During the period the Company successfully revised the terms of its corporate debt facility, increasing the facility from £175 million to £300 million.
The existing facility which was due to expire in December 2016 has been extended and will now become due for renewal in May 2018. The increase to £300 million will support the strong pipeline of new projects over the next 12 months, particularly greenfield projects whereby bids are required to be fully underwritten at the time of submission. The increased facility will provide the Company with the flexibility to invest in appropriate opportunities rather than serving as long-term, structural leverage. Further details of the renewal can be found on page 21.
As part of its commitment to maintaining an active dialogue with investors, the Board was pleased to meet with a number of investors and sell-side analysts in May, at an Investor Briefing in London. The briefing provided attendees with an overview of current market conditions, case studies on the Company's approach to investment and asset management, current pipeline opportunities and gave investors the opportunity to meet members of the Board and Investment Adviser.
Post my announcement to retire as Chairman at the 2018 Annual General Meeting, the Board is actively considering succession plans and further Board appointments to complement the Company's future development. We intend to provide shareholders with updates regarding our intentions in this regard as our plans firm over the course of the next year.
The Board continues to monitor and, where appropriate, implement changes in best practice governance and regulation. A number of enhancements, reported on within the 2014 Annual Report, have been made and bedded in during the period.
As part of the Audit and Risk Committee's ongoing monitoring of existing and emerging risks affecting the Company, it has highlighted potential changes to international tax guidance which may have a negative effect on the Company and the sector as a whole.

Material

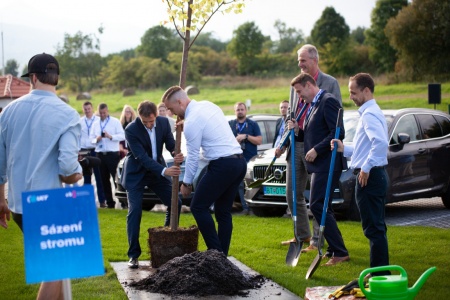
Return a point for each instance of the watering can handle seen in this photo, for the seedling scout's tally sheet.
(378, 269)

Tasks
a – In the company report extract, when will the extended debt facility become due for renewal?
b – Return the part of the company report extract that begins at the words "Post my announcement" and stops after "the next year.".

Responses for each task
a – May 2018

b –
Post my announcement to retire as Chairman at the 2018 Annual General Meeting, the Board is actively considering succession plans and further Board appointments to complement the Company's future development. We intend to provide shareholders with updates regarding our intentions in this regard as our plans firm over the course of the next year.